======== DATOS REGISTRADOS

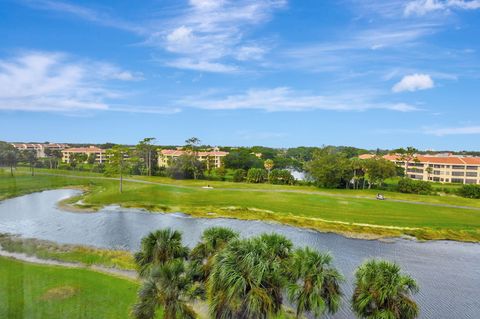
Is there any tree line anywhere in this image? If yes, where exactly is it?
[132,227,419,319]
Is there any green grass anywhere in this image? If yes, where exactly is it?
[0,171,480,241]
[0,258,148,319]
[0,257,294,319]
[0,234,136,270]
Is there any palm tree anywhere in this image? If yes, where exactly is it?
[352,260,419,319]
[135,228,188,277]
[288,247,343,318]
[207,234,292,319]
[132,259,196,319]
[263,159,275,177]
[188,227,238,298]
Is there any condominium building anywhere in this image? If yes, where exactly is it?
[360,154,480,184]
[12,143,68,158]
[158,148,228,168]
[62,146,107,163]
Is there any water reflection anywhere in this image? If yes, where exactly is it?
[0,190,480,318]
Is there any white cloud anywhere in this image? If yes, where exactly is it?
[237,130,288,141]
[20,0,146,34]
[235,45,267,61]
[404,0,480,16]
[392,73,435,93]
[177,87,417,112]
[150,0,286,72]
[0,52,150,112]
[166,58,237,73]
[424,126,480,136]
[190,0,225,10]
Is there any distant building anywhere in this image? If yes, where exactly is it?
[158,148,228,168]
[359,153,480,184]
[12,143,68,158]
[62,146,107,163]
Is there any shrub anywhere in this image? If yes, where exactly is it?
[457,185,480,199]
[233,168,247,183]
[397,178,433,195]
[247,168,267,183]
[268,169,295,185]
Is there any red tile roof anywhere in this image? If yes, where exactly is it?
[359,154,480,166]
[160,150,228,156]
[62,146,105,153]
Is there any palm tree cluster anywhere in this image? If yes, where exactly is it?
[132,227,418,319]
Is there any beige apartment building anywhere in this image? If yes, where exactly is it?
[360,154,480,184]
[158,148,228,168]
[62,146,107,164]
[12,143,68,158]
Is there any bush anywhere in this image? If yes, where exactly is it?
[397,178,433,195]
[247,168,267,183]
[268,169,295,185]
[233,168,247,183]
[457,185,480,199]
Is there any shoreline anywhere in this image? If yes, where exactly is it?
[0,246,138,281]
[3,186,480,244]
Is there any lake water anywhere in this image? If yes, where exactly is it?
[0,189,480,319]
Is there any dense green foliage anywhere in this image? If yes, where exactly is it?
[233,168,247,183]
[306,147,353,188]
[133,227,418,319]
[352,260,419,319]
[397,178,433,195]
[167,153,205,179]
[134,227,342,319]
[247,168,267,184]
[268,169,295,185]
[457,185,480,199]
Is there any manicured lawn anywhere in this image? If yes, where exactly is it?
[0,171,480,241]
[0,258,145,319]
[0,234,136,270]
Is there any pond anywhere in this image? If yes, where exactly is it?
[0,189,480,318]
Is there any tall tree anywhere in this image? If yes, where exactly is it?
[393,146,418,177]
[288,247,343,318]
[133,259,197,319]
[190,227,239,291]
[136,137,158,176]
[135,228,188,277]
[352,260,419,319]
[133,228,196,319]
[207,234,292,319]
[20,150,38,176]
[105,145,131,193]
[3,150,18,176]
[306,147,353,188]
[263,159,275,178]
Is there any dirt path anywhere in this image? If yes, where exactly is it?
[37,172,480,211]
[0,250,208,319]
[0,247,138,280]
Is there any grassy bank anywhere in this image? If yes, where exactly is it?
[0,258,148,319]
[0,234,136,270]
[0,172,480,242]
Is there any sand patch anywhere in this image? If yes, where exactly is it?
[40,286,78,301]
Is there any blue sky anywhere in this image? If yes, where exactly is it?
[0,0,480,150]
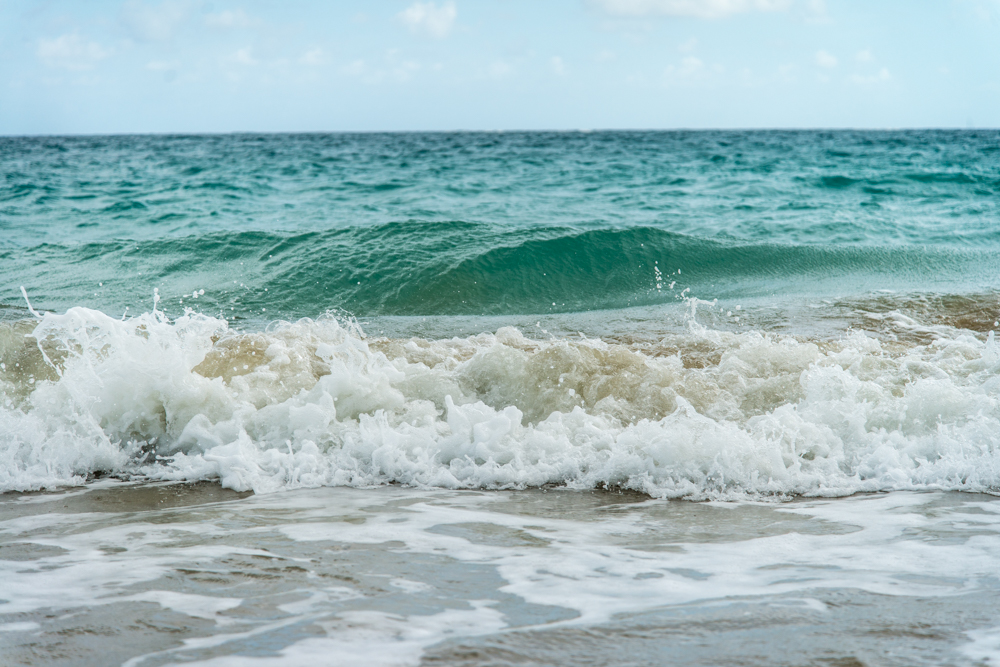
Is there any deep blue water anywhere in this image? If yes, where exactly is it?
[0,131,1000,321]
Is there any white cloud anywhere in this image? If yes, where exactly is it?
[340,60,365,76]
[663,56,705,79]
[816,51,837,69]
[229,46,257,65]
[37,33,111,72]
[121,0,188,42]
[146,60,177,72]
[851,67,890,86]
[805,0,830,23]
[205,9,256,28]
[591,0,792,19]
[677,37,698,53]
[677,56,705,76]
[490,60,514,79]
[299,47,326,65]
[397,0,458,38]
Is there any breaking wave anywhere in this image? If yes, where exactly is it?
[0,307,1000,498]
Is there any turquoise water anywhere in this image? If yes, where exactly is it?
[0,131,1000,667]
[0,131,1000,498]
[0,131,1000,320]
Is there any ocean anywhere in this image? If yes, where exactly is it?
[0,130,1000,667]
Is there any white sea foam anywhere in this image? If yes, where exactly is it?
[0,308,1000,498]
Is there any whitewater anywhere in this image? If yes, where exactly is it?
[0,130,1000,666]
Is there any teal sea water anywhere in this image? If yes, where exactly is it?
[0,131,1000,498]
[0,131,1000,667]
[0,131,1000,320]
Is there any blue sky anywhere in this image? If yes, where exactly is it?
[0,0,1000,135]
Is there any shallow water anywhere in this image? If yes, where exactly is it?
[0,482,1000,665]
[0,131,1000,667]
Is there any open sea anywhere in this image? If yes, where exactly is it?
[0,130,1000,667]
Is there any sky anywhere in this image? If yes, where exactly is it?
[0,0,1000,135]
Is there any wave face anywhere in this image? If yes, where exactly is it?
[0,131,1000,498]
[0,308,1000,498]
[0,227,1000,321]
[0,131,1000,321]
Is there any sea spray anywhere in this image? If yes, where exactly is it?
[0,300,1000,498]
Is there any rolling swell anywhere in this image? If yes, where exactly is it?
[4,221,1000,319]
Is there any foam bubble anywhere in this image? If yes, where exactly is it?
[0,308,1000,498]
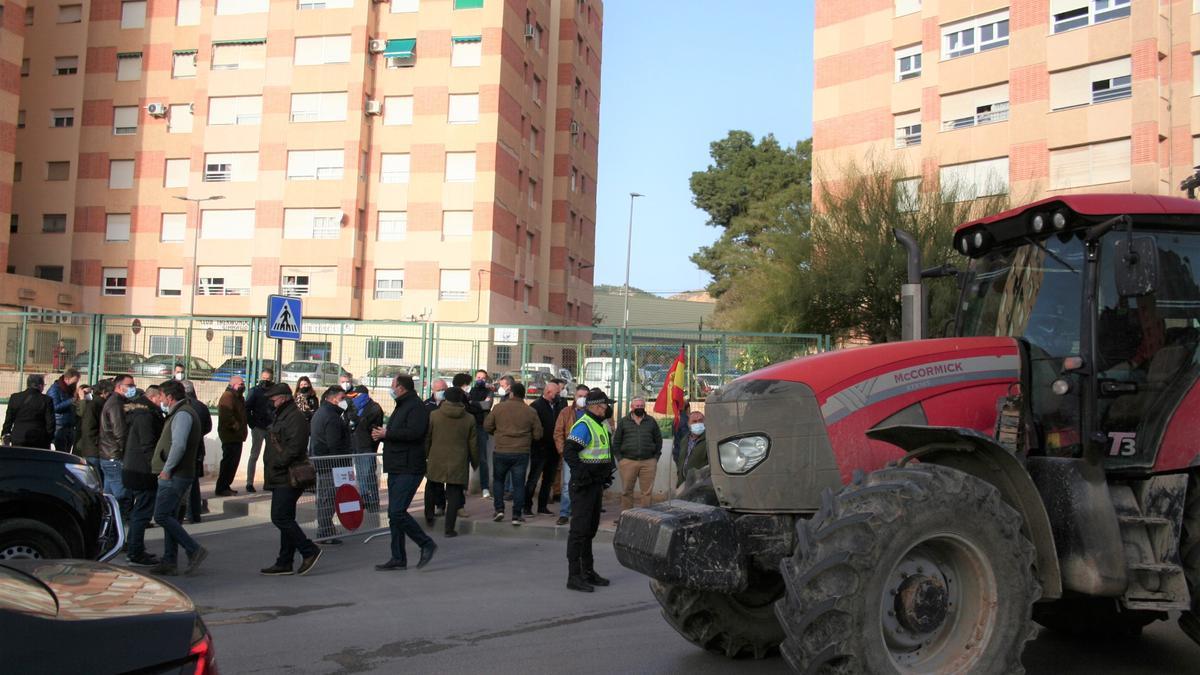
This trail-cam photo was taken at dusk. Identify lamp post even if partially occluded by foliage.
[175,195,224,315]
[620,192,646,331]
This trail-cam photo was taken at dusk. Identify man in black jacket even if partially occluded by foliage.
[308,387,352,538]
[0,375,54,450]
[371,375,438,572]
[121,386,163,567]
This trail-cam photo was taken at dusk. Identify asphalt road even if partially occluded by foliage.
[157,525,1200,675]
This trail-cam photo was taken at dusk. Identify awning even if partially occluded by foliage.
[383,37,416,59]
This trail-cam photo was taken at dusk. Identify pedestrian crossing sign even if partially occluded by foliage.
[266,295,304,340]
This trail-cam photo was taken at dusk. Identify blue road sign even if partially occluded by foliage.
[266,295,304,340]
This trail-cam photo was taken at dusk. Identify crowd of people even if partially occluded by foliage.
[2,365,707,591]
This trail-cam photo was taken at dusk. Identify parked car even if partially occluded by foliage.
[281,362,350,389]
[209,357,278,382]
[0,446,125,559]
[0,560,217,675]
[133,354,216,380]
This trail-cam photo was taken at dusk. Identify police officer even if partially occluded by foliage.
[563,389,613,593]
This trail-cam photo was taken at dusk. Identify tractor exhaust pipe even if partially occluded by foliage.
[892,227,925,340]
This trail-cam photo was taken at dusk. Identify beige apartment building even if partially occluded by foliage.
[0,0,602,325]
[814,0,1200,207]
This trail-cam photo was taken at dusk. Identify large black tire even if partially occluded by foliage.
[650,466,784,658]
[775,465,1040,675]
[0,518,71,560]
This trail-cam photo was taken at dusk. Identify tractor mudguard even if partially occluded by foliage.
[866,425,1065,599]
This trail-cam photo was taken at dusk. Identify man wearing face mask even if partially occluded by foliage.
[215,375,250,497]
[308,387,353,545]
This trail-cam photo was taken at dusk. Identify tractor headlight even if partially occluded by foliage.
[716,436,770,473]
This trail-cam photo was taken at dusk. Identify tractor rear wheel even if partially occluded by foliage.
[650,466,784,658]
[775,464,1040,674]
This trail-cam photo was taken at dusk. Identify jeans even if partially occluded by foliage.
[492,453,529,519]
[154,476,200,565]
[125,486,158,557]
[271,488,320,562]
[246,428,266,488]
[388,473,433,565]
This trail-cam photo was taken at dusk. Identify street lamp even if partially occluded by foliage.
[175,195,224,315]
[620,192,646,331]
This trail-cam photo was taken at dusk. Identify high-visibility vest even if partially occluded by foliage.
[575,414,612,464]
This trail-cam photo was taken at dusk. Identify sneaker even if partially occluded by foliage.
[296,549,322,577]
[184,546,209,569]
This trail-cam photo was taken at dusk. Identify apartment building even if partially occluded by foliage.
[814,0,1200,207]
[0,0,604,325]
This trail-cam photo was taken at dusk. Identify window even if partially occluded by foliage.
[209,96,263,126]
[942,10,1008,61]
[896,44,920,82]
[158,214,187,243]
[175,0,200,25]
[894,110,920,148]
[442,211,475,239]
[104,214,130,241]
[50,108,74,129]
[942,82,1008,131]
[162,157,192,187]
[42,214,67,234]
[212,40,266,71]
[54,56,79,74]
[445,153,475,183]
[116,52,142,82]
[1050,56,1133,110]
[167,103,193,133]
[288,150,346,180]
[196,265,250,295]
[379,153,412,183]
[446,94,479,124]
[383,96,413,126]
[379,211,408,241]
[46,162,71,180]
[938,157,1008,202]
[450,35,484,68]
[200,209,254,239]
[170,49,196,79]
[283,209,342,239]
[374,269,404,300]
[1050,138,1130,190]
[102,266,127,295]
[438,269,470,301]
[108,160,133,190]
[292,91,347,123]
[121,0,146,28]
[1050,0,1130,32]
[293,35,350,66]
[113,106,138,136]
[204,153,258,183]
[217,0,271,14]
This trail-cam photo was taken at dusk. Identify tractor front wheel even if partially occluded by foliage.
[775,464,1040,674]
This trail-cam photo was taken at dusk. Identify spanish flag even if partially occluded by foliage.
[654,347,688,429]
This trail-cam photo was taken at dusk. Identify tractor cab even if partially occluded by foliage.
[954,195,1200,472]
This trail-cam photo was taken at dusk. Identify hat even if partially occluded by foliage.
[584,387,612,406]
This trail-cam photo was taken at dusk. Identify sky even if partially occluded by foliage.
[595,0,812,294]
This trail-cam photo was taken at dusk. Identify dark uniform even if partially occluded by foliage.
[563,389,613,592]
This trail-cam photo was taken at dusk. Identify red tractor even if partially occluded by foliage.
[614,195,1200,674]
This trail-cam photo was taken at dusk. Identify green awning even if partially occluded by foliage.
[383,37,416,59]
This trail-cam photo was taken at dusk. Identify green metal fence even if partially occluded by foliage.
[0,311,832,410]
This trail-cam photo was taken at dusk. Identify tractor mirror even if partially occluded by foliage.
[1115,237,1158,298]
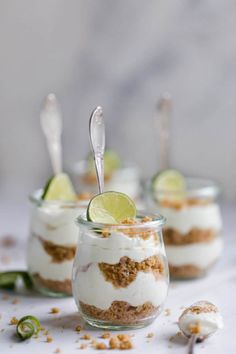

================

**TAREA:** Extrae cada una de las líneas de arriba que contenga la palabra "wave". Las mayúsculas y minúsculas cuentan.

**RESPUESTA ESCRITA:**
Is there any breaking wave anywhere in this image? If yes, where exactly is it?
Is there any wave face anywhere in this image? If yes, where exactly is it?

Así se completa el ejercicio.